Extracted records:
_____

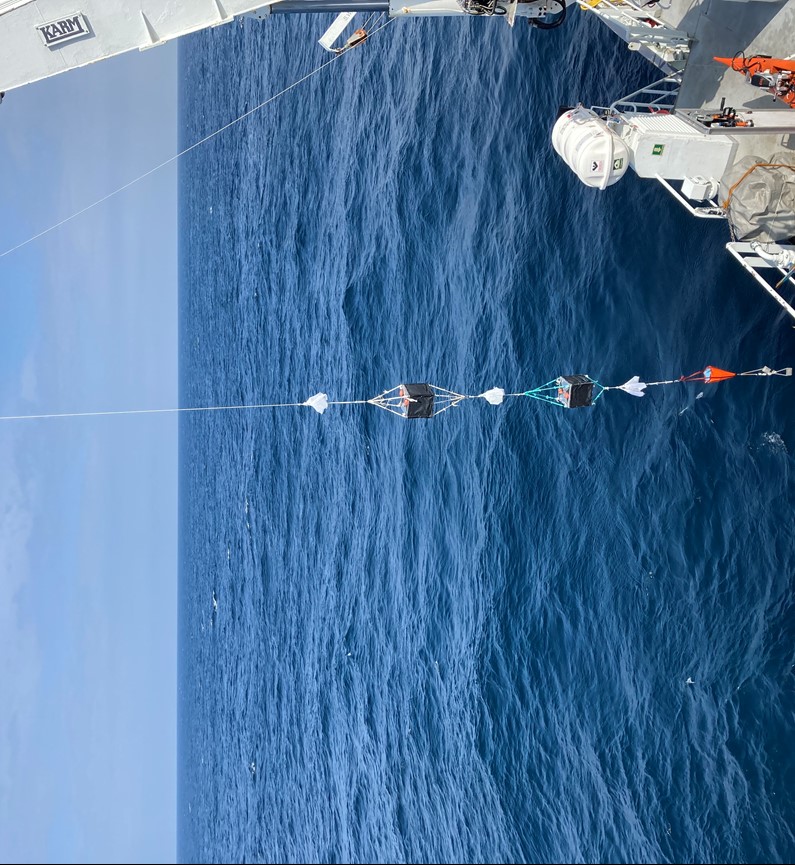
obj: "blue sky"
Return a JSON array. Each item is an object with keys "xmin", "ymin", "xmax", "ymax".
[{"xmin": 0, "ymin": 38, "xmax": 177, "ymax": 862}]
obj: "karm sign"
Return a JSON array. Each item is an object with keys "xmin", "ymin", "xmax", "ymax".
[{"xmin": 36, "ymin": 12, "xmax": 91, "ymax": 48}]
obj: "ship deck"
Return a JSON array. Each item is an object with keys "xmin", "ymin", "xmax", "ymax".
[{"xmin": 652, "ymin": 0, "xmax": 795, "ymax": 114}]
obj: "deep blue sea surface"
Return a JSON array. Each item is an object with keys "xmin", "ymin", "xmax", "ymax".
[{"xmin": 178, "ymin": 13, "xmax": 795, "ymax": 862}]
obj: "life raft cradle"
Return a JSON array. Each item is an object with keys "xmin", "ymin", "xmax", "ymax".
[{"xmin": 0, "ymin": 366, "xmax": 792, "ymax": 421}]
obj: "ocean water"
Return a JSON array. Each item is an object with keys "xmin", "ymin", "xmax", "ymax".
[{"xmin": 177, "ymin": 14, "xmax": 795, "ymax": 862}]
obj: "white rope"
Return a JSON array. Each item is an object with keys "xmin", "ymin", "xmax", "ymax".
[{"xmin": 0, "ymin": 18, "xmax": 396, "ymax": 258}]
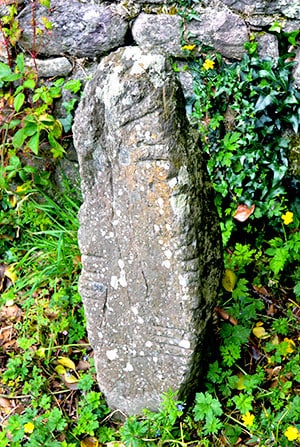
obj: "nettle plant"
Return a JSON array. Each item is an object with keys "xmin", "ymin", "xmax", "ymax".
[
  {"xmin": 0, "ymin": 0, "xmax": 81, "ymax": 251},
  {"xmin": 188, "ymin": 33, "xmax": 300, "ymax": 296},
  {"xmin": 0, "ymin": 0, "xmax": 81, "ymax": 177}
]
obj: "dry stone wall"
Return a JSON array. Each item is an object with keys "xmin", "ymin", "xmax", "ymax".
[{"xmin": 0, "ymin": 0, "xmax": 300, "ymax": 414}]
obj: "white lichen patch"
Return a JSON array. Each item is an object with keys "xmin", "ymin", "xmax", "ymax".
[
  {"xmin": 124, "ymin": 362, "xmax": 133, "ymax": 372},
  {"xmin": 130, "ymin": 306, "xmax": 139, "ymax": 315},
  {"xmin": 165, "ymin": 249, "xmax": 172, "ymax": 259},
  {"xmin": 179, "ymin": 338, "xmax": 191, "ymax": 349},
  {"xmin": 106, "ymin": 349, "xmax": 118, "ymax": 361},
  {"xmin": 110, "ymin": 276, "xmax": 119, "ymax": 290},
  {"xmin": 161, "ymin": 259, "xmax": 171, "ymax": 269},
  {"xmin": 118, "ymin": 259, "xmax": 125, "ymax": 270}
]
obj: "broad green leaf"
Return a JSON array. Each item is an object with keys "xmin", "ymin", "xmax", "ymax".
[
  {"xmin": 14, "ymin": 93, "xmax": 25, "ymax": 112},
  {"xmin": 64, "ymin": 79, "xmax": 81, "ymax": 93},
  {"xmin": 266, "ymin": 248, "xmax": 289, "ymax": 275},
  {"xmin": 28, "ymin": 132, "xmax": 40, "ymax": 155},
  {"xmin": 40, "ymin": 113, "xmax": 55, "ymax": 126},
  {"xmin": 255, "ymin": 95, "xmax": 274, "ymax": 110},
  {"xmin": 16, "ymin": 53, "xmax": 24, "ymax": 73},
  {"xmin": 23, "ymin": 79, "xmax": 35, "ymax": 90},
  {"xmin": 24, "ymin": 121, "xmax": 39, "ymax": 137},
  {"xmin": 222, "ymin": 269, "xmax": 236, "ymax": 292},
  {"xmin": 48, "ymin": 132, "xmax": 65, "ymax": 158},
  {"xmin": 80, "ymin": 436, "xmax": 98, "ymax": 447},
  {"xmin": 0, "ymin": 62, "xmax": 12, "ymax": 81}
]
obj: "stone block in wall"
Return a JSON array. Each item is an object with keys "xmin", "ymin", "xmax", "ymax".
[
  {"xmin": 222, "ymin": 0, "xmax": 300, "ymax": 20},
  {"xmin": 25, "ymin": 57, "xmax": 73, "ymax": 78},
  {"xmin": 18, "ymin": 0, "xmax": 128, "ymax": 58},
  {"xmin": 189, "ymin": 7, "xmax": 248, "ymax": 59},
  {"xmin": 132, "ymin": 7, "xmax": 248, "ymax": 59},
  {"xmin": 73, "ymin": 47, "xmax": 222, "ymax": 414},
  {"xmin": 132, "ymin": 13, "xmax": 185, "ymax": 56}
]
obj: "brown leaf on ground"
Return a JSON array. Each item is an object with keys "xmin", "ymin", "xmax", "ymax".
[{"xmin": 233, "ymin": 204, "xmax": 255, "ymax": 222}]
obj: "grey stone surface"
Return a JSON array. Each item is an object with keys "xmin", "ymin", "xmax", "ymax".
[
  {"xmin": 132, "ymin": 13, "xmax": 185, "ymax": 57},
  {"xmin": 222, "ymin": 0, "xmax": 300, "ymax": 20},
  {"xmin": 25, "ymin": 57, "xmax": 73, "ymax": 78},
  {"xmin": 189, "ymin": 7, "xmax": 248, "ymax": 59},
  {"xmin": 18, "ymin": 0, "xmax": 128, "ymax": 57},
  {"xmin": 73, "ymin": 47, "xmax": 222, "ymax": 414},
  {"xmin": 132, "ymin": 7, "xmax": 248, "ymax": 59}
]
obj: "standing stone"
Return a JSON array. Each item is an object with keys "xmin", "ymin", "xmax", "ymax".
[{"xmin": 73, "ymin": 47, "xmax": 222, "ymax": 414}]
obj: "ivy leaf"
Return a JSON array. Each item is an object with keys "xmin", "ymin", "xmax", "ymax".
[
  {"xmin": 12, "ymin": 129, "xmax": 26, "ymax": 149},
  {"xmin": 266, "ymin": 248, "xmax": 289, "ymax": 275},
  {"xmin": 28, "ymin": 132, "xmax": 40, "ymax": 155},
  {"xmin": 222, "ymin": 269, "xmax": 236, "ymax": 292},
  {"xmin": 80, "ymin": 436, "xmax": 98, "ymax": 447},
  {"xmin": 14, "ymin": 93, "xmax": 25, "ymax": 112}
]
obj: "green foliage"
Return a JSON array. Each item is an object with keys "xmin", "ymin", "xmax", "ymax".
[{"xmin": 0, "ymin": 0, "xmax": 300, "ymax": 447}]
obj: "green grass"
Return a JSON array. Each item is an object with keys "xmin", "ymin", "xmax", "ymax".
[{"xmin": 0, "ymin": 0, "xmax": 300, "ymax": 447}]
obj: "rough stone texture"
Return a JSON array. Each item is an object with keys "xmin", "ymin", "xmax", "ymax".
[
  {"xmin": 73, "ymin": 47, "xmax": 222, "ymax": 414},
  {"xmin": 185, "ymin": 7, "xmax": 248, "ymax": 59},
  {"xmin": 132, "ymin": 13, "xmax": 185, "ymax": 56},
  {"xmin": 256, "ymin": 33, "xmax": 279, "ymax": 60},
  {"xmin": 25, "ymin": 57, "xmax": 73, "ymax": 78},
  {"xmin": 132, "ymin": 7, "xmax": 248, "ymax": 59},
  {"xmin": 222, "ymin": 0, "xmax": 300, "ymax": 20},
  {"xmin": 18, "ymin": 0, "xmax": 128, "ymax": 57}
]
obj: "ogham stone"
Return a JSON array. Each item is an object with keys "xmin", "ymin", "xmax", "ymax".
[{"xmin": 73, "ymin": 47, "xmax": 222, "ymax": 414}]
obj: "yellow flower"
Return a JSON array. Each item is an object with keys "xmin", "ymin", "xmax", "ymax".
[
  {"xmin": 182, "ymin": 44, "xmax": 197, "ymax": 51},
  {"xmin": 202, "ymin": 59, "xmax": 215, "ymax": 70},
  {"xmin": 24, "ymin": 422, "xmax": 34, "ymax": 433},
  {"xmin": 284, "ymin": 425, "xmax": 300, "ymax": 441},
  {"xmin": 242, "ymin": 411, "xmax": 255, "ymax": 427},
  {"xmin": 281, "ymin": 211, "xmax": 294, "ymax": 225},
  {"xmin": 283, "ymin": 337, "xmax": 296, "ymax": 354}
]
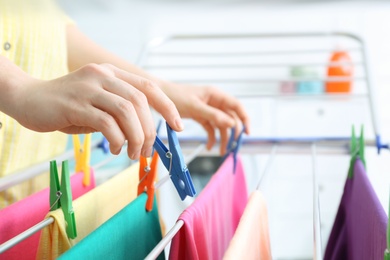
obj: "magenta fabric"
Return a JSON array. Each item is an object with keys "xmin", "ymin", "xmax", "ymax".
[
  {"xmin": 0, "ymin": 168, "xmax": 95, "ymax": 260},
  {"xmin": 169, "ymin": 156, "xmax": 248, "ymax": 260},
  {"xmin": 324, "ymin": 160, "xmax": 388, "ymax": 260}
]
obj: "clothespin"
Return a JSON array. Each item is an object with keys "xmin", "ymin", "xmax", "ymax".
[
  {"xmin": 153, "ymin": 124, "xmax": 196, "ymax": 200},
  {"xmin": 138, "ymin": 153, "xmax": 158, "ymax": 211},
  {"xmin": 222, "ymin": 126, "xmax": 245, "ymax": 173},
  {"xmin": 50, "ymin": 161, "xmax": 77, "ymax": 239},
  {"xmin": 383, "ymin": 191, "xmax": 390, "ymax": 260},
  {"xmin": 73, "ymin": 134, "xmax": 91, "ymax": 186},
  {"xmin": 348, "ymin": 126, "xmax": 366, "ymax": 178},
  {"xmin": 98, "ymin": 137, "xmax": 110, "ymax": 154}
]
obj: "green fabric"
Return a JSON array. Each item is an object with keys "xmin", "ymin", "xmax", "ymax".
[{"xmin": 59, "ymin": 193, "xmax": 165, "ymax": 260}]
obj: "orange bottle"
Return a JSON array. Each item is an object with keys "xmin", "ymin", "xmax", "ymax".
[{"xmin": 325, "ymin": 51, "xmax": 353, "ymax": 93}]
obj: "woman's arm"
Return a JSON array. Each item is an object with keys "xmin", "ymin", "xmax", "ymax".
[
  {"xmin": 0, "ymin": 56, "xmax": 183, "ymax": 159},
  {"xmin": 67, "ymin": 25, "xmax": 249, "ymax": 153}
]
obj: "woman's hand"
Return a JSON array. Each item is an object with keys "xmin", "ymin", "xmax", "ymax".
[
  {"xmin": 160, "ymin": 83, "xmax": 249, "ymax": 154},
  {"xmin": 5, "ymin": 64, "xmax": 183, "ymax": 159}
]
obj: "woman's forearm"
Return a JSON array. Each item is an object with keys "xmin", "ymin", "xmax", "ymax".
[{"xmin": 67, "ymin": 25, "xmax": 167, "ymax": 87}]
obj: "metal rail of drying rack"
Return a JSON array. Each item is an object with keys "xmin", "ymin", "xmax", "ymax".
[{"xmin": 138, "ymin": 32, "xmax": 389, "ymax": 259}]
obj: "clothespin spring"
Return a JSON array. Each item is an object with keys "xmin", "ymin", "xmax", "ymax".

_____

STATED TASK:
Quote exactly what appears from the line containing "rail of drying" through the final line of the listing above, including both of those lines.

ANSWER FOR THE TASK:
obj: "metal rail of drying rack"
Return a JSON array. Each item is an object with keys "xmin", "ymin", "xmax", "ymax".
[{"xmin": 138, "ymin": 32, "xmax": 389, "ymax": 259}]
obj: "clothespin spring"
Return a JSON array. Each item is an object with keys "xmin", "ymin", "xmax", "ymax".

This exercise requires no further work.